Find each line in the listing below that contains the string "rough" with the same capitalization, and copy those lines.

-- SUPPLIED DATA follows --

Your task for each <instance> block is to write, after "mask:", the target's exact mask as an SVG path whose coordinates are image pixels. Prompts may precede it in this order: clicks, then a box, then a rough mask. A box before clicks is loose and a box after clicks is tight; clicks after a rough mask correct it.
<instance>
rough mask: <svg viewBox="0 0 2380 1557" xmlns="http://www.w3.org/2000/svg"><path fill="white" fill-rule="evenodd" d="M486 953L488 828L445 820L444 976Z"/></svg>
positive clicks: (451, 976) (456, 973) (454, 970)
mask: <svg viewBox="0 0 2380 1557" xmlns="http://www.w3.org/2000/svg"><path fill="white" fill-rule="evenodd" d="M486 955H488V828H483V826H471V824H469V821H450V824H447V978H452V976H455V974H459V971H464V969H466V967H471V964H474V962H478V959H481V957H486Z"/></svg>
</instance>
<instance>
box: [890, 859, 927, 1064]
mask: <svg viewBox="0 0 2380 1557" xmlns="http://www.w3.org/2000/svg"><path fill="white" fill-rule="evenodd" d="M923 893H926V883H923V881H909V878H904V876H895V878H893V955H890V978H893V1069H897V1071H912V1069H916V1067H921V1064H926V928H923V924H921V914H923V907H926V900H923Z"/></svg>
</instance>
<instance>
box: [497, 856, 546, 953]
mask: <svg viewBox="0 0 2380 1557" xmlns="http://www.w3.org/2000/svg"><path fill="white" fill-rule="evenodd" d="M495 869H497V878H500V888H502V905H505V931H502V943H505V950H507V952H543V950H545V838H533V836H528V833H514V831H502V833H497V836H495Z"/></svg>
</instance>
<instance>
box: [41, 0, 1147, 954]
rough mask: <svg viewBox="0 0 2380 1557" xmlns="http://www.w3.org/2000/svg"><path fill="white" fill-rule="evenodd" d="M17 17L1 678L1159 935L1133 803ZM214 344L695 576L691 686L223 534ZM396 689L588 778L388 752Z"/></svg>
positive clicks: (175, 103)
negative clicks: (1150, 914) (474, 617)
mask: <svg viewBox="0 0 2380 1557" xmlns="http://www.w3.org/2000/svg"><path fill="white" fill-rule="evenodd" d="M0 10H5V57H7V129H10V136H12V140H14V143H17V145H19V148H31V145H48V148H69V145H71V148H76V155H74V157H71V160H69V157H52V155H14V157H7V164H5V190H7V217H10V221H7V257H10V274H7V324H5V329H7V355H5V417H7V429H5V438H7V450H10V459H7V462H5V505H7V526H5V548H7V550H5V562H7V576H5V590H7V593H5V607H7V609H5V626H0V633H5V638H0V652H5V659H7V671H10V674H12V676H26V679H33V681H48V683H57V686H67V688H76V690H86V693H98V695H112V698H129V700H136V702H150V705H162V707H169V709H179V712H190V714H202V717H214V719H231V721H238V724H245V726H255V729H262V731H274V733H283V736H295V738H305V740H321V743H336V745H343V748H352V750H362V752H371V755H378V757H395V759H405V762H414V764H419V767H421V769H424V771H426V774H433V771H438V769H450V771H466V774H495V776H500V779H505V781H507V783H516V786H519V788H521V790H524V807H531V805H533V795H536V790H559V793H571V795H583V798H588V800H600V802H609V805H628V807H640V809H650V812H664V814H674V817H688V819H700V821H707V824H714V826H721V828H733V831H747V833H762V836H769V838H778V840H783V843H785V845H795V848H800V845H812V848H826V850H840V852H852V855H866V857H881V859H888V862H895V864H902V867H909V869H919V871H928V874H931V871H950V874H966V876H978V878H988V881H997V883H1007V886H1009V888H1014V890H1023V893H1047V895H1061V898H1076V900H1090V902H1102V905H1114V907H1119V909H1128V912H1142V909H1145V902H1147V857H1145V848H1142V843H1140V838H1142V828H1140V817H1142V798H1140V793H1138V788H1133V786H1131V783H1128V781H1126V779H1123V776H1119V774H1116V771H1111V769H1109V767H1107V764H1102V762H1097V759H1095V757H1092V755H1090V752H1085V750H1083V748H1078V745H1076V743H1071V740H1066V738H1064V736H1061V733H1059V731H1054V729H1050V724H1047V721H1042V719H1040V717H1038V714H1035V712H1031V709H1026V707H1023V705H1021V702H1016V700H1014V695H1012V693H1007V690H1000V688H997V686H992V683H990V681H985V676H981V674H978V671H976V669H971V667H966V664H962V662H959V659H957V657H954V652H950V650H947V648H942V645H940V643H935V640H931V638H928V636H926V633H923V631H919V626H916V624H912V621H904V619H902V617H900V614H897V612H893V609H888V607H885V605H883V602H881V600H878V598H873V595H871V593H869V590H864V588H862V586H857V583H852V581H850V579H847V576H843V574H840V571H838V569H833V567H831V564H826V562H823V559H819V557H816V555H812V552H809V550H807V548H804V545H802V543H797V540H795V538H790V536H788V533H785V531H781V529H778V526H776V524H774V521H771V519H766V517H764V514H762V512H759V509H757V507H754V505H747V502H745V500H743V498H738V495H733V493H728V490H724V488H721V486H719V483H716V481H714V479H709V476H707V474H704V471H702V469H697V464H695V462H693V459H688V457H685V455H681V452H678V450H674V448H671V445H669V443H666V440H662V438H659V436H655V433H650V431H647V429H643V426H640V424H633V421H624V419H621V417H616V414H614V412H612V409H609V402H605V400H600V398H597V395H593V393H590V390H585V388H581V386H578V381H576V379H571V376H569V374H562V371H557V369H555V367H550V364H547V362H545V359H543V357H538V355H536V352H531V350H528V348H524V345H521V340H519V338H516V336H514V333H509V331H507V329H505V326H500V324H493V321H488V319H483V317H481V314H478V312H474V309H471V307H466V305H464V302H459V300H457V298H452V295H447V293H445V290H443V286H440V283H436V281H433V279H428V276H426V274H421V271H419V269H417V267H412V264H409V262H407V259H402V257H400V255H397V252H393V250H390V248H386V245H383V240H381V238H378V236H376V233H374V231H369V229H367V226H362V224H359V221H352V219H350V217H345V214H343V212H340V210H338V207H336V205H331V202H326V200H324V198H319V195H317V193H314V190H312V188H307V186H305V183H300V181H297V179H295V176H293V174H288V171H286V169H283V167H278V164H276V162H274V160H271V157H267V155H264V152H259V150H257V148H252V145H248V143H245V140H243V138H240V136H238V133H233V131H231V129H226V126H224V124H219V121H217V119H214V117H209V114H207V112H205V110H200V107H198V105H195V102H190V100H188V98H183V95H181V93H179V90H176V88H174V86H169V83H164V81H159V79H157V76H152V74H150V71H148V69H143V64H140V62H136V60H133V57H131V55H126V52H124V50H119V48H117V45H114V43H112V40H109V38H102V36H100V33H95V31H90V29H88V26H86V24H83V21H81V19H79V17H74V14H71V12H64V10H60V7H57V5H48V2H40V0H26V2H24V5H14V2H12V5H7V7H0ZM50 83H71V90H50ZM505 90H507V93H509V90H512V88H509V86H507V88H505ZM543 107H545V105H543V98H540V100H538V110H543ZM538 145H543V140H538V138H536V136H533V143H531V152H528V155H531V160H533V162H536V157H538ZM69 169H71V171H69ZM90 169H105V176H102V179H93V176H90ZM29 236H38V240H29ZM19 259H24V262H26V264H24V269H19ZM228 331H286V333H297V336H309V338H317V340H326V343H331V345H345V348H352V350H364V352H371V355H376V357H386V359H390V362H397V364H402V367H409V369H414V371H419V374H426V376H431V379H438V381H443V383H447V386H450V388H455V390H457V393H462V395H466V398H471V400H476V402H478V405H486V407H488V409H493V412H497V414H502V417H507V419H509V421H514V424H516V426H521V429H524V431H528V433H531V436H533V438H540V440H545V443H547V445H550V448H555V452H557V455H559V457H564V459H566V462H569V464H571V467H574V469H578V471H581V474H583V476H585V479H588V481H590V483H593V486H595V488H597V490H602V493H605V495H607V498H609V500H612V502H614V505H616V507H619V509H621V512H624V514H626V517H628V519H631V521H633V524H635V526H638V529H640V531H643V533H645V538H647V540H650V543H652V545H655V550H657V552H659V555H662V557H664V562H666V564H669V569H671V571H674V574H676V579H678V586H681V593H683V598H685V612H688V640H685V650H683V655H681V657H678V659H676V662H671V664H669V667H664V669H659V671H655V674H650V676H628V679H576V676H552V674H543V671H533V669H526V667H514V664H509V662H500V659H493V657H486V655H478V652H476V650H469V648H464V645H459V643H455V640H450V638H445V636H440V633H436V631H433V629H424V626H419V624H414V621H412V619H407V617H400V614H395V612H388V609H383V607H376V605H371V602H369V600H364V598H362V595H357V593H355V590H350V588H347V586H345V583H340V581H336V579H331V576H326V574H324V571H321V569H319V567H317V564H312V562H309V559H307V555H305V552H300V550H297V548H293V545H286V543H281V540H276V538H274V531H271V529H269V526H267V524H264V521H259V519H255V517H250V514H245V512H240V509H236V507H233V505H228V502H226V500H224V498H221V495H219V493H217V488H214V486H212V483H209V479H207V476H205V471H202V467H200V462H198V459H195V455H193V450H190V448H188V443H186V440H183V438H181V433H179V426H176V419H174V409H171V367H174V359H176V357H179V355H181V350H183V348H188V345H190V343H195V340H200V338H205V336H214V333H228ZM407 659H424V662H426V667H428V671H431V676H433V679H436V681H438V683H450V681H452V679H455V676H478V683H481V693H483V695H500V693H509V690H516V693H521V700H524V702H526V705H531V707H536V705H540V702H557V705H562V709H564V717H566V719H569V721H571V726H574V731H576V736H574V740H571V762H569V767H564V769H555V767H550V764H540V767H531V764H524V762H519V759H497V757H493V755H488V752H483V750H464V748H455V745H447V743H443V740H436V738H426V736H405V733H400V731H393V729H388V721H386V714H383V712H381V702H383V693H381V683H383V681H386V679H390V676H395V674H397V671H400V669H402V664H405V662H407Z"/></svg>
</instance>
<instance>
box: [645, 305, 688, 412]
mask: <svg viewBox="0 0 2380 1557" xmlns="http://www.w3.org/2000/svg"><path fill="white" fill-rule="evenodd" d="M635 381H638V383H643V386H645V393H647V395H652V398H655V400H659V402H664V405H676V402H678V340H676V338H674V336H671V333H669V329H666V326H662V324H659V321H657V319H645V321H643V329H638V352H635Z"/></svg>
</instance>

-- SUPPLIED DATA concluded --

- [ANSWER BELOW]
Your task for each <instance> block is to write, after "mask:", the target's exact mask as an SVG path whose coordinates are image pixels. Prompts may precede it in this order: clicks, then a box, then a rough mask. A box before clicks is loose and a box after clicks is tight; clicks after a rough mask correct it.
rough mask: <svg viewBox="0 0 2380 1557" xmlns="http://www.w3.org/2000/svg"><path fill="white" fill-rule="evenodd" d="M486 953L488 828L445 820L444 976Z"/></svg>
rough mask: <svg viewBox="0 0 2380 1557" xmlns="http://www.w3.org/2000/svg"><path fill="white" fill-rule="evenodd" d="M17 17L1 678L1159 935L1133 803ZM214 344L695 576L691 686L223 534ZM396 689L588 778L388 752Z"/></svg>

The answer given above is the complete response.